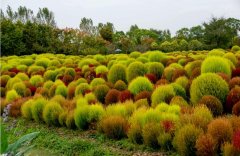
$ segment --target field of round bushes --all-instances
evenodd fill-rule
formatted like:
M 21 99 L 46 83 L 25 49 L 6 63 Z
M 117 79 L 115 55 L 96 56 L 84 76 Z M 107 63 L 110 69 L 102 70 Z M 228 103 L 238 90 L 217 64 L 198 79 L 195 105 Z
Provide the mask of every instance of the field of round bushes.
M 1 57 L 1 114 L 181 156 L 240 154 L 240 47 Z

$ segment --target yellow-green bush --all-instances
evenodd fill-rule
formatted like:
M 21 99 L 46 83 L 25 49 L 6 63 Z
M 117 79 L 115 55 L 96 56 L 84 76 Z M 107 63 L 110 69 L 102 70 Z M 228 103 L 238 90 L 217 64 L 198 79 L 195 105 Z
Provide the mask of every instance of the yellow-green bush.
M 131 81 L 128 86 L 128 90 L 133 94 L 137 95 L 142 91 L 152 91 L 153 84 L 146 77 L 137 77 Z
M 32 119 L 32 111 L 31 111 L 31 107 L 33 104 L 33 100 L 28 100 L 25 103 L 23 103 L 23 105 L 21 106 L 21 113 L 22 116 L 28 120 Z
M 144 76 L 147 73 L 146 66 L 141 62 L 132 62 L 127 68 L 127 81 L 130 83 L 138 76 Z
M 170 102 L 175 96 L 174 88 L 171 85 L 157 87 L 152 94 L 152 106 L 155 107 L 161 102 Z
M 20 96 L 18 95 L 18 93 L 15 90 L 7 91 L 7 95 L 6 95 L 7 102 L 12 102 L 18 98 L 20 98 Z
M 108 81 L 115 84 L 118 80 L 126 81 L 127 68 L 121 64 L 114 64 L 108 72 Z
M 40 97 L 37 98 L 36 100 L 32 101 L 31 105 L 31 113 L 32 113 L 32 118 L 39 122 L 42 120 L 42 113 L 43 113 L 43 108 L 47 104 L 47 100 Z
M 49 101 L 43 109 L 43 120 L 48 125 L 59 125 L 58 117 L 63 112 L 63 108 L 58 102 Z

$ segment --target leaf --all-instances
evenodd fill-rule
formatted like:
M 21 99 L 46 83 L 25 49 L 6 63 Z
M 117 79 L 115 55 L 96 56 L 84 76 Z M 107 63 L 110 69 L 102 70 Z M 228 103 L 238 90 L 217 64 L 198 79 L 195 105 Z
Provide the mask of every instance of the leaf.
M 33 132 L 27 135 L 22 136 L 20 139 L 18 139 L 15 143 L 12 143 L 8 146 L 7 152 L 13 152 L 14 154 L 17 152 L 17 150 L 27 141 L 31 141 L 34 139 L 39 132 Z
M 5 132 L 2 124 L 0 125 L 0 136 L 1 136 L 1 138 L 0 138 L 0 140 L 1 140 L 0 153 L 2 154 L 2 153 L 5 153 L 8 148 L 8 136 Z
M 27 153 L 29 150 L 31 150 L 35 145 L 31 145 L 25 149 L 22 149 L 20 152 L 18 152 L 15 156 L 22 156 L 23 154 Z

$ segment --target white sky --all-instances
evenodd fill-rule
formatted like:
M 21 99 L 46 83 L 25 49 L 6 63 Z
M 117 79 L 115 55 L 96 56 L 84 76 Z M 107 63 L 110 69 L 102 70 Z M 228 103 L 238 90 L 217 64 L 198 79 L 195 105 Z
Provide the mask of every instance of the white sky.
M 213 16 L 240 19 L 240 0 L 1 0 L 1 8 L 13 10 L 26 6 L 37 13 L 47 7 L 55 14 L 60 28 L 77 28 L 83 17 L 99 22 L 112 22 L 116 30 L 141 28 L 170 29 L 192 27 Z

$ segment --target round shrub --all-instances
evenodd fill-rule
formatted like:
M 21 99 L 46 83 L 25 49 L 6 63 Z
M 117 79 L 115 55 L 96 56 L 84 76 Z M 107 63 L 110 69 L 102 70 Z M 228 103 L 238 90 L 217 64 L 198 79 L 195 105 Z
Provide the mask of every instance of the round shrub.
M 198 103 L 207 106 L 213 116 L 219 116 L 223 113 L 223 105 L 215 96 L 204 95 Z
M 175 83 L 181 85 L 184 89 L 187 89 L 189 80 L 186 76 L 181 76 L 175 80 Z
M 167 59 L 167 55 L 160 51 L 154 51 L 149 53 L 148 58 L 151 62 L 162 62 Z
M 148 65 L 148 73 L 156 75 L 157 79 L 162 77 L 164 66 L 160 62 L 151 62 Z
M 5 87 L 8 83 L 8 80 L 10 80 L 11 77 L 9 75 L 2 75 L 0 77 L 0 84 L 1 84 L 1 87 Z
M 142 130 L 144 144 L 152 148 L 159 147 L 158 136 L 161 134 L 161 131 L 163 131 L 163 129 L 160 124 L 153 122 L 145 124 Z
M 181 96 L 184 99 L 187 99 L 186 91 L 181 85 L 179 85 L 177 83 L 171 83 L 171 86 L 173 87 L 173 90 L 174 90 L 176 96 Z
M 208 56 L 223 56 L 225 51 L 223 49 L 213 49 L 209 51 Z
M 124 91 L 121 91 L 119 96 L 118 96 L 118 100 L 121 101 L 121 102 L 125 102 L 127 100 L 130 100 L 132 99 L 132 94 L 129 90 L 124 90 Z
M 89 106 L 85 105 L 75 109 L 74 120 L 75 124 L 79 129 L 88 129 L 88 116 L 89 116 Z
M 229 81 L 230 89 L 239 86 L 240 87 L 240 77 L 234 77 Z
M 238 151 L 240 152 L 240 130 L 236 131 L 234 134 L 233 134 L 233 139 L 232 139 L 232 144 L 233 144 L 233 147 Z
M 181 127 L 175 134 L 173 144 L 180 155 L 195 155 L 196 140 L 202 130 L 194 125 L 187 124 Z
M 58 102 L 49 101 L 43 109 L 43 120 L 48 125 L 59 125 L 58 117 L 63 108 Z
M 189 106 L 187 101 L 182 96 L 174 96 L 170 101 L 170 105 L 178 105 L 180 107 Z
M 64 75 L 70 75 L 71 77 L 75 77 L 76 71 L 73 68 L 66 68 Z
M 152 91 L 153 84 L 145 77 L 137 77 L 131 81 L 128 86 L 128 90 L 133 95 L 137 95 L 142 91 Z
M 238 62 L 237 57 L 233 53 L 226 53 L 223 57 L 230 60 L 234 65 Z
M 127 81 L 131 82 L 138 76 L 144 76 L 147 73 L 146 66 L 141 62 L 133 62 L 127 68 Z
M 75 120 L 74 120 L 74 114 L 72 112 L 69 112 L 66 116 L 66 126 L 67 128 L 74 129 L 76 127 Z
M 217 155 L 214 140 L 211 135 L 200 135 L 196 141 L 197 155 L 201 156 L 214 156 Z
M 88 122 L 97 122 L 101 120 L 104 115 L 104 112 L 105 110 L 101 104 L 90 105 Z
M 232 46 L 232 49 L 231 49 L 231 50 L 234 51 L 234 52 L 237 52 L 237 51 L 240 50 L 240 47 L 237 46 L 237 45 L 234 45 L 234 46 Z
M 122 80 L 118 80 L 115 84 L 114 84 L 114 88 L 119 90 L 119 91 L 123 91 L 127 89 L 127 85 L 124 81 Z
M 28 81 L 29 77 L 27 74 L 25 73 L 18 73 L 15 77 L 21 79 L 22 81 Z
M 26 66 L 30 66 L 34 63 L 33 59 L 21 59 L 20 60 L 20 64 L 26 65 Z
M 94 94 L 99 102 L 104 103 L 105 96 L 107 95 L 109 89 L 110 88 L 107 85 L 99 85 L 95 88 Z
M 193 104 L 198 103 L 204 95 L 215 96 L 224 103 L 228 92 L 227 83 L 214 73 L 200 75 L 193 80 L 190 88 L 190 96 Z
M 42 66 L 44 68 L 47 68 L 48 67 L 48 64 L 50 63 L 51 61 L 48 59 L 48 58 L 41 58 L 41 59 L 38 59 L 35 61 L 35 64 L 37 66 Z
M 45 81 L 47 81 L 47 80 L 55 81 L 56 76 L 57 76 L 56 71 L 48 70 L 44 73 L 43 78 Z
M 68 93 L 68 90 L 65 85 L 59 85 L 55 90 L 55 95 L 61 95 L 65 98 L 67 97 L 67 93 Z
M 21 106 L 22 116 L 28 120 L 32 119 L 31 107 L 33 102 L 34 102 L 33 100 L 28 100 L 25 103 L 23 103 L 23 105 Z
M 227 112 L 232 112 L 232 107 L 240 101 L 240 87 L 233 88 L 227 96 L 225 109 Z
M 113 104 L 118 102 L 120 92 L 116 89 L 110 89 L 105 97 L 105 104 Z
M 46 81 L 44 84 L 43 84 L 43 88 L 46 88 L 46 89 L 50 89 L 52 87 L 52 85 L 54 84 L 53 81 Z
M 127 136 L 128 122 L 121 116 L 108 116 L 99 123 L 99 131 L 111 139 L 121 139 Z
M 224 142 L 231 142 L 233 129 L 227 119 L 217 118 L 210 122 L 207 133 L 213 137 L 216 149 L 219 149 Z
M 200 68 L 202 64 L 201 60 L 196 60 L 193 62 L 189 62 L 185 67 L 185 71 L 187 72 L 188 76 L 191 77 L 193 74 L 193 70 L 196 68 Z
M 18 93 L 20 96 L 25 96 L 26 86 L 23 82 L 17 82 L 13 85 L 13 89 Z
M 10 103 L 18 98 L 20 98 L 20 96 L 18 95 L 18 93 L 15 90 L 7 91 L 6 101 L 8 103 Z
M 14 78 L 11 78 L 11 79 L 9 79 L 8 81 L 7 81 L 7 85 L 6 85 L 6 89 L 7 90 L 11 90 L 11 89 L 13 89 L 13 85 L 15 84 L 15 83 L 18 83 L 18 82 L 22 82 L 22 80 L 20 79 L 20 78 L 17 78 L 17 77 L 14 77 Z
M 103 74 L 108 72 L 108 68 L 104 65 L 101 65 L 101 66 L 97 66 L 95 71 L 96 71 L 96 74 Z
M 240 101 L 238 101 L 232 108 L 232 113 L 234 115 L 240 116 Z
M 127 136 L 135 144 L 143 143 L 142 128 L 139 124 L 131 124 Z
M 161 102 L 169 103 L 174 96 L 174 88 L 171 85 L 159 86 L 153 91 L 152 106 L 155 107 Z
M 141 52 L 133 51 L 129 54 L 129 57 L 131 58 L 138 58 L 141 55 Z
M 87 91 L 91 90 L 88 83 L 80 83 L 75 90 L 75 96 L 84 95 Z
M 227 59 L 212 56 L 203 61 L 201 73 L 225 73 L 231 77 L 232 70 Z
M 140 99 L 147 99 L 148 103 L 150 104 L 151 103 L 151 95 L 152 94 L 149 91 L 142 91 L 134 97 L 134 100 L 138 101 Z
M 32 102 L 31 113 L 32 118 L 39 122 L 42 119 L 43 108 L 47 104 L 47 100 L 44 98 L 38 98 Z
M 173 67 L 166 67 L 163 72 L 163 78 L 171 82 L 174 71 L 175 69 Z
M 34 75 L 30 78 L 29 82 L 35 86 L 38 87 L 40 83 L 44 82 L 44 79 L 40 75 Z
M 126 81 L 126 67 L 121 64 L 114 64 L 108 72 L 108 81 L 115 84 L 118 80 Z
M 92 88 L 102 84 L 105 84 L 105 80 L 103 78 L 95 78 L 90 83 Z

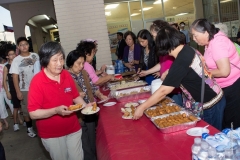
══════════
- **EXERCISE BRIEF**: What lines in the listing above contain the word "instances"? Show each one.

- **EXERCISE ANSWER**:
$ segment --target field of round bushes --all-instances
$ segment --target yellow-green bush --all-instances
$ segment --target leaf --all-instances
$ segment --target white sky --all-instances
$ segment --target round shrub --all-instances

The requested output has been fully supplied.